THE TASK »
Reproduce the following material word for word, starting at the line that contains "Indicate a point on each instance of the raised" and ending at the line that contains "x=84, y=201", with both of those lines included.

SUPPLIED MATERIAL »
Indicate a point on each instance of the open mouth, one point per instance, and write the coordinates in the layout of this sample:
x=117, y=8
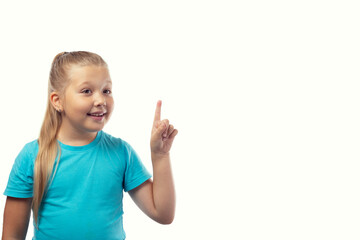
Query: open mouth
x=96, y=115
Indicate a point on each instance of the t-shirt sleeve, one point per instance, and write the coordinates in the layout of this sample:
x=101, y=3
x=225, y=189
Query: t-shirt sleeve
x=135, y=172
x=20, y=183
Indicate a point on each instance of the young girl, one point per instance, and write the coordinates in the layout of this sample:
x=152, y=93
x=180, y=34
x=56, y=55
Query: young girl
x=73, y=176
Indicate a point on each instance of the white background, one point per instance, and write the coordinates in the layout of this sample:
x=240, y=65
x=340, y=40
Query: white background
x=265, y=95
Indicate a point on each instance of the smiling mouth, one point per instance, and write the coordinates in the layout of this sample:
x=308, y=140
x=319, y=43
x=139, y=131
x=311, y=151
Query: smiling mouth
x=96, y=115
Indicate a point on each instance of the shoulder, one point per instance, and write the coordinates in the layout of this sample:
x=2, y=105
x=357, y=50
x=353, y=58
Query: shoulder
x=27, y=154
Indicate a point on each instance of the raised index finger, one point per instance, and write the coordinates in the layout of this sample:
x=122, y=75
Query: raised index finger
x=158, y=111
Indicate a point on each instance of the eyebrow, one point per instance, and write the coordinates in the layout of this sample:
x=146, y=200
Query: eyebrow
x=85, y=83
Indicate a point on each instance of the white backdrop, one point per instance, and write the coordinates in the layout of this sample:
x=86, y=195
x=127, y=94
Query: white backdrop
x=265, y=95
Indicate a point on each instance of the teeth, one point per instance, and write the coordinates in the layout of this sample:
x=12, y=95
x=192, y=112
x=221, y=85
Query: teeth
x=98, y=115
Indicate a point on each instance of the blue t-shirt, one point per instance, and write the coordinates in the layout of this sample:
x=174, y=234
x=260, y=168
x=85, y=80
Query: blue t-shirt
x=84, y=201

* * *

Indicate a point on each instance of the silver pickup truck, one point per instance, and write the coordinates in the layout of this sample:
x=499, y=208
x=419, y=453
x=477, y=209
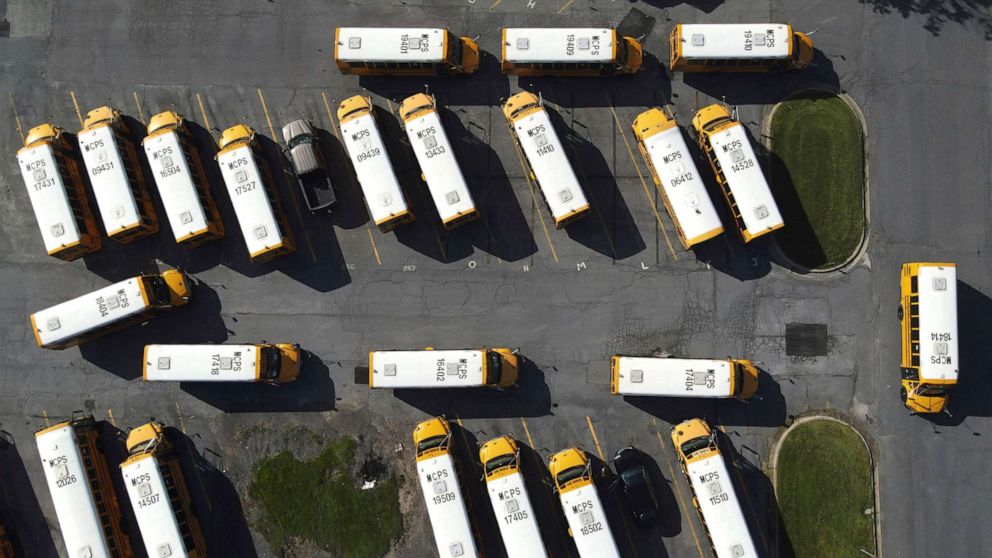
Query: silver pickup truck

...

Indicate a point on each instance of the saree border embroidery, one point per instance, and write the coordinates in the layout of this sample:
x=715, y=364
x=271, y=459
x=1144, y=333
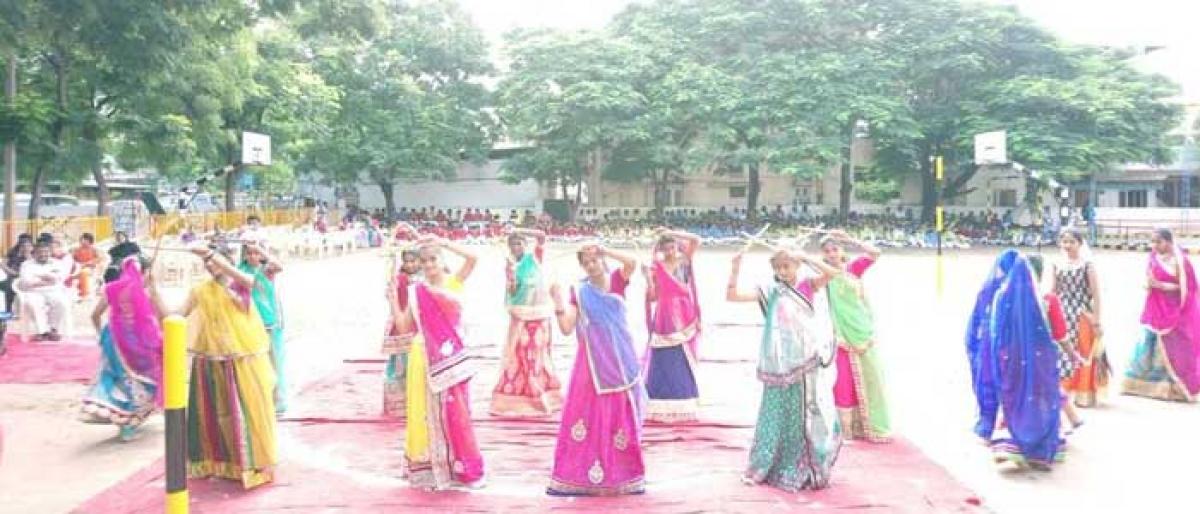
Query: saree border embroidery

COMPLETE RESPONSE »
Indicate a point on each instance of the raised index finger, one point per instance, and write the coordinates in the layout of this sample:
x=122, y=75
Query: raised index finger
x=158, y=111
Indicate a point on each instance of the eyebrow, one point per instance, and write the coordinates in the layout of this sample:
x=146, y=200
Query: eyebrow
x=85, y=83
Indicate a point on each instance of the white backdrop, one point per instance, and write the coordinates in the layout of this sample:
x=86, y=195
x=127, y=94
Query: white backdrop
x=265, y=95
Indicate a point on each instance of the teeth, one point per instance, and write the coordinates in the layout of this sample:
x=12, y=95
x=192, y=112
x=221, y=85
Query: teeth
x=98, y=115
Indicate a point on each instance of the blue t-shirt, one point per instance, and write the coordinates in the layout of this sample:
x=174, y=234
x=260, y=168
x=85, y=80
Query: blue t-shirt
x=84, y=201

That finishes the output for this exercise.